> [Set exercise]
Render the material below, from the line containing "Keypoint placement: for each instance of the white id" through its final line, as a JSON list of strings with one string per line and no blank lines.

> [Provided data]
-- BEGIN --

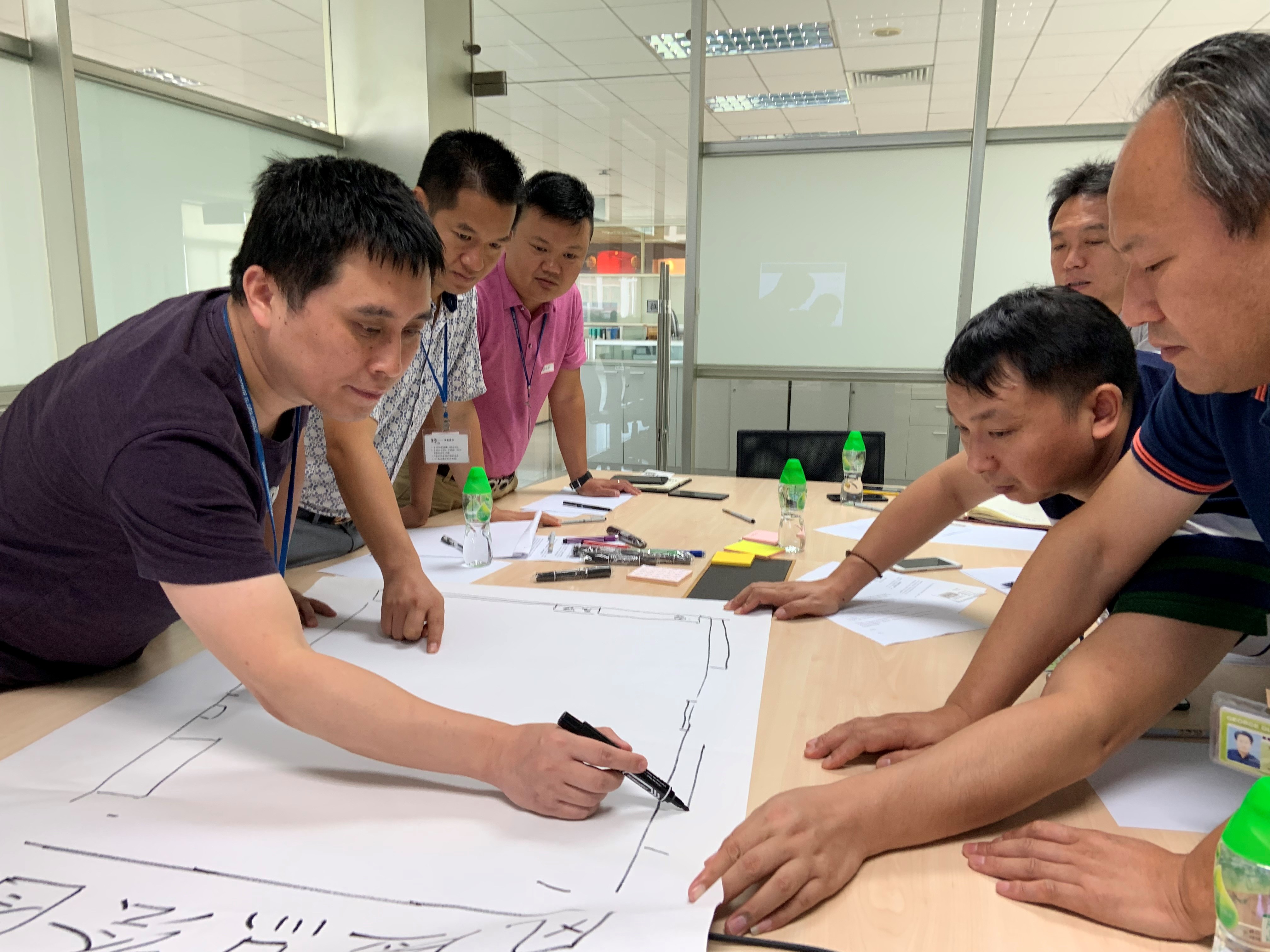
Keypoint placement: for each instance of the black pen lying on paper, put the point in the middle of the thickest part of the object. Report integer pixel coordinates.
(648, 780)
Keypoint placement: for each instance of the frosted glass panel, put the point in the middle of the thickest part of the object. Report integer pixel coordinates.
(27, 344)
(1014, 239)
(168, 192)
(836, 259)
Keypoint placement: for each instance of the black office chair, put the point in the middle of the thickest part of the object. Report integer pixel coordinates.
(763, 454)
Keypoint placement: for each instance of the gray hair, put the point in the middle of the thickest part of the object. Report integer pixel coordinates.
(1222, 91)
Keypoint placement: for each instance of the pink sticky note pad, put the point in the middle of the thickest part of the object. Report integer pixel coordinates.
(661, 574)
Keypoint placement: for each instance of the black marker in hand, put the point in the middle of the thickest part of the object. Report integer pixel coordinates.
(648, 780)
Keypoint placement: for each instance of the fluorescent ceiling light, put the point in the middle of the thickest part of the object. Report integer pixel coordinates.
(172, 79)
(778, 101)
(746, 41)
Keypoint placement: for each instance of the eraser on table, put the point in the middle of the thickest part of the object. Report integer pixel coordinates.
(661, 574)
(724, 558)
(756, 549)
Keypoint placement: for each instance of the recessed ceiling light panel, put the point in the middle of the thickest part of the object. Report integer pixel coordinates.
(172, 79)
(778, 101)
(746, 41)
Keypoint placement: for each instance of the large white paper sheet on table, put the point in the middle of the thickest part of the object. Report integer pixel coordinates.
(556, 504)
(1001, 579)
(959, 534)
(183, 810)
(898, 609)
(1169, 785)
(440, 572)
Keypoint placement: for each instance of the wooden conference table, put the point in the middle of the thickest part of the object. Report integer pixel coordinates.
(817, 676)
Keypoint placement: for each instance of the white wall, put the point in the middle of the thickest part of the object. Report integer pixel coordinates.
(1014, 239)
(27, 346)
(167, 190)
(831, 259)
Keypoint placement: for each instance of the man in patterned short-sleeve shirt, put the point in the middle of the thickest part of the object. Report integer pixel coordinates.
(470, 184)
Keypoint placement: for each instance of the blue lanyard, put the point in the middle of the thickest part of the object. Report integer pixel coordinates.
(520, 346)
(279, 557)
(444, 384)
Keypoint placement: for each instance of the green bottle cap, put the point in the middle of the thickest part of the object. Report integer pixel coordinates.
(478, 482)
(793, 473)
(1249, 830)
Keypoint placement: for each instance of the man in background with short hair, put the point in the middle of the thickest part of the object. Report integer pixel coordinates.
(1080, 248)
(533, 343)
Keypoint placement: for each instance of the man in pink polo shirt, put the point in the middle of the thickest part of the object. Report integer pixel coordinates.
(529, 323)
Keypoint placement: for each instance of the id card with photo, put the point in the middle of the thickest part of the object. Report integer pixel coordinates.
(1240, 734)
(445, 447)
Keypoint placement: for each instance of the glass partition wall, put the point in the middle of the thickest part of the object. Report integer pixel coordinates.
(593, 92)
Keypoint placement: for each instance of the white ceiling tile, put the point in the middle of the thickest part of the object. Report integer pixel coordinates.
(1099, 18)
(914, 30)
(1068, 65)
(647, 20)
(595, 53)
(305, 44)
(102, 33)
(171, 25)
(235, 49)
(888, 58)
(97, 7)
(513, 56)
(1085, 44)
(801, 61)
(255, 16)
(497, 31)
(164, 56)
(764, 13)
(1184, 13)
(577, 25)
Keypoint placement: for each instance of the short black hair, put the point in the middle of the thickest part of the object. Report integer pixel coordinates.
(1222, 92)
(1085, 179)
(310, 212)
(466, 159)
(561, 196)
(1060, 341)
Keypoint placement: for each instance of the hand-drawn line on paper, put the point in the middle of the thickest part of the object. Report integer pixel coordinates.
(158, 763)
(558, 889)
(261, 881)
(23, 900)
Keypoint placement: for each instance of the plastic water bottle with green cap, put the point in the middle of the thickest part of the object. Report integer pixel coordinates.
(792, 535)
(1241, 876)
(853, 470)
(478, 509)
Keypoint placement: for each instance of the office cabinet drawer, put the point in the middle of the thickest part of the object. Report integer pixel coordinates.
(929, 413)
(928, 449)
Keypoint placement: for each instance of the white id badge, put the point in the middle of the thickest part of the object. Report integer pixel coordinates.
(445, 447)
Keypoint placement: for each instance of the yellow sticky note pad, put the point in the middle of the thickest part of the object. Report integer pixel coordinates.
(741, 559)
(756, 549)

-- END --

> [Worked answer]
[
  "Keypoint placement: for each instance of the white id badge, put the point in the middle of the thickest part of the object. Report integer pixel coordinates.",
  "(445, 447)",
  "Keypoint placement: for each instance of the yellow sticky note pad, put the point in the middle of the thickest part of the object. Report integer pixel coordinates.",
  "(741, 559)",
  "(756, 549)"
]